[What is being asked] Turn the portion of the items that opens with the line containing "Q: Supply the bounding box that surrounds the row" and closes with the line containing "[197,118,243,129]" into a numbered list, omitting any blank lines. Include both of those lines and nothing outside them.

[Source records]
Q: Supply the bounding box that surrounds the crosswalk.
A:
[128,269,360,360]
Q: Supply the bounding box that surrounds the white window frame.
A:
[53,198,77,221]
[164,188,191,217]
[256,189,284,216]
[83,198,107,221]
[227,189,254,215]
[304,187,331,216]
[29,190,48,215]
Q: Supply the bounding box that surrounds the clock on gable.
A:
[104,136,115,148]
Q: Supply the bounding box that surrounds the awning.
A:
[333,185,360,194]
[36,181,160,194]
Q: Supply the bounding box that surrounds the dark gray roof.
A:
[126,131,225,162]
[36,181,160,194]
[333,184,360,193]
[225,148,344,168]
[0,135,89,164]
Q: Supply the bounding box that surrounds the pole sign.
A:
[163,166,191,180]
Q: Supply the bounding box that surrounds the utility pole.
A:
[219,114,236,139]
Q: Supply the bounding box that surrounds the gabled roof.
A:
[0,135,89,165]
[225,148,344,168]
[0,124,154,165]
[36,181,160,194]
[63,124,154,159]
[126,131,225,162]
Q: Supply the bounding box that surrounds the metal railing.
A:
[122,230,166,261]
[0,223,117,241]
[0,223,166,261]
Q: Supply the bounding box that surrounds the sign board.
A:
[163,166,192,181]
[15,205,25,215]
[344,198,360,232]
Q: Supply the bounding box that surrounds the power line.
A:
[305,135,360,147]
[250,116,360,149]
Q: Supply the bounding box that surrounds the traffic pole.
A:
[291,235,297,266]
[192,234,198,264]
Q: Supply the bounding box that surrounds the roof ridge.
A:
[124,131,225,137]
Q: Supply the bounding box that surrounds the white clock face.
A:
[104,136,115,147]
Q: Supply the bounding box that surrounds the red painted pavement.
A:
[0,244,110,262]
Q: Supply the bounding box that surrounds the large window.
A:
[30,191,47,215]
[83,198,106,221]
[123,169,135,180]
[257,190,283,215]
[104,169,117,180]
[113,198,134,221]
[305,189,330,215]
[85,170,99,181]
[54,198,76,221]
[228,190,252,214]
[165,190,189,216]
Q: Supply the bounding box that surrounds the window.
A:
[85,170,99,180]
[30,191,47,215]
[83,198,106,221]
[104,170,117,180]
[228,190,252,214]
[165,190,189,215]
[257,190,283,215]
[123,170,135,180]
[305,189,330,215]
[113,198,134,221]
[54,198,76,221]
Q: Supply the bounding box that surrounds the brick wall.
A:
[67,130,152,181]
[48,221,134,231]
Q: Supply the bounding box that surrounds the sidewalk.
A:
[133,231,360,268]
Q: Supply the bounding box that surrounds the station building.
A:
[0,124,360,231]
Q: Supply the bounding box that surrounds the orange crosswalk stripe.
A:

...

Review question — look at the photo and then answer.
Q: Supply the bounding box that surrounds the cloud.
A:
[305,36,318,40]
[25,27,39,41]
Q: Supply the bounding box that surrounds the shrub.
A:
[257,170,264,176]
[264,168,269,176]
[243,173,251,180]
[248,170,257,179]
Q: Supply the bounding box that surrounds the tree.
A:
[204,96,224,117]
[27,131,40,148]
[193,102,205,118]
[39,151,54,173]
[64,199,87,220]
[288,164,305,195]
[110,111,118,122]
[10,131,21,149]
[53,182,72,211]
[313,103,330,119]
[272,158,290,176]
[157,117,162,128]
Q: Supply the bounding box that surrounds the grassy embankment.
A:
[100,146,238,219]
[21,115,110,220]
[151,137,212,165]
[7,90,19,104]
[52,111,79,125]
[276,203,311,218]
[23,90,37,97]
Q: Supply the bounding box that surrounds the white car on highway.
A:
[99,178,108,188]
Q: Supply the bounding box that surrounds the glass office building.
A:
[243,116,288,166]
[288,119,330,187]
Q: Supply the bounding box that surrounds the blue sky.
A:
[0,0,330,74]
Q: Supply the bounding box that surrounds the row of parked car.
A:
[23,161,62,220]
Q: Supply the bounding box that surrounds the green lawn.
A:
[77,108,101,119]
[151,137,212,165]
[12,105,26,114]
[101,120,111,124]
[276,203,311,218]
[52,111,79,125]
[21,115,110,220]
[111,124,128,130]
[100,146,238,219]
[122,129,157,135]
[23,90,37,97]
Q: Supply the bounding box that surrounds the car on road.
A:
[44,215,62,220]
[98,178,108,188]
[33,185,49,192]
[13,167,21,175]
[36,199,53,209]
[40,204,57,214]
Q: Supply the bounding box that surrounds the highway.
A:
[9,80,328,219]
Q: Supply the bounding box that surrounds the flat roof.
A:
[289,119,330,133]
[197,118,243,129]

==

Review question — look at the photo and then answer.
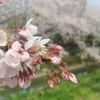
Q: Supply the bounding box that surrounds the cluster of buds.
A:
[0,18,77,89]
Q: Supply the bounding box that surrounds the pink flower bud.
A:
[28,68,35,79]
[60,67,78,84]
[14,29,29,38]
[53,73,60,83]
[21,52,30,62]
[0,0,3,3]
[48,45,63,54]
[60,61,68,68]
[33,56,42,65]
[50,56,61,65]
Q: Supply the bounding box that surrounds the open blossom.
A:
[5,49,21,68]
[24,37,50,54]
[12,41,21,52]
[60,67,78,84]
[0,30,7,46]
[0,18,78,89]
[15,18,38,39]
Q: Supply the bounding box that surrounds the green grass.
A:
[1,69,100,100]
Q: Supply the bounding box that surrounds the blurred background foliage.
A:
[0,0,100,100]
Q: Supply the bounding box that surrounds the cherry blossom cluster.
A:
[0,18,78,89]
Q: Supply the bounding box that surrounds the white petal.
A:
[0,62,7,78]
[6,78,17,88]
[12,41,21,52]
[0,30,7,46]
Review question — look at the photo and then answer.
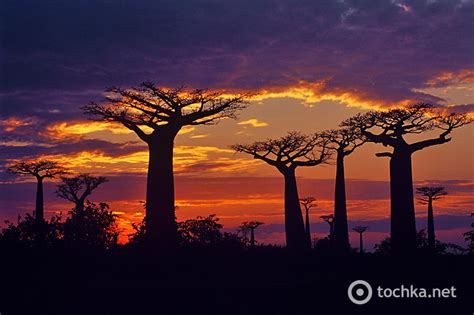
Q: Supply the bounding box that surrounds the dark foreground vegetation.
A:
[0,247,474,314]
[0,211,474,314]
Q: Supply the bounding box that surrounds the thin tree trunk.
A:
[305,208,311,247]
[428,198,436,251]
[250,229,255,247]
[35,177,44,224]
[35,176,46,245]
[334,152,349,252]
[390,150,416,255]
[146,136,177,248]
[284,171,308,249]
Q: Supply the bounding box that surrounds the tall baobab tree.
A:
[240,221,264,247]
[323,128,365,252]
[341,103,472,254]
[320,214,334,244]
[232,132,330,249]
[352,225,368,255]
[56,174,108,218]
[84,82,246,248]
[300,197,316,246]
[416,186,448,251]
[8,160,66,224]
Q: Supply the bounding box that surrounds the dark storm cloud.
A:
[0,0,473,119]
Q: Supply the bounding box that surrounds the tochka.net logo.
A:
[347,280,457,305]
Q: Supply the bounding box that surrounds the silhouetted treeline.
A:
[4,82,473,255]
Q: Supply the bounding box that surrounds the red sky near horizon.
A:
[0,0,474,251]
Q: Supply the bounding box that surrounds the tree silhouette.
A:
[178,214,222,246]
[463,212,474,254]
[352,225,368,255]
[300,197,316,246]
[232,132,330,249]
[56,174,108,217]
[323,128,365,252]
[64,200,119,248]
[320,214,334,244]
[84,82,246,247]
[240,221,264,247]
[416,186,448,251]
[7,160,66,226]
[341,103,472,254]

[Correct answer]
1. Q: Supply the bounding box that surrounds the row of parked car.
2. A:
3. [23,161,62,220]
4. Q: Supply the bounding box that surrounds the green lawn.
5. A:
6. [77,108,101,119]
7. [151,137,212,165]
8. [12,105,26,114]
9. [101,120,111,124]
10. [276,203,311,218]
11. [52,111,79,125]
12. [21,115,110,220]
13. [111,124,128,130]
14. [100,146,238,219]
15. [122,129,157,135]
16. [23,90,37,97]
17. Q: Supply the bounding box that surrounds the car on road.
18. A:
19. [44,215,62,220]
20. [98,178,108,188]
21. [33,185,49,192]
22. [13,167,21,175]
23. [36,199,53,209]
24. [40,204,57,214]
25. Q: Supply the bounding box that surrounds the highway.
26. A:
27. [9,80,328,219]
28. Q: Supply the bounding box that surrounds the flat roof.
29. A:
30. [289,119,330,133]
31. [197,118,243,129]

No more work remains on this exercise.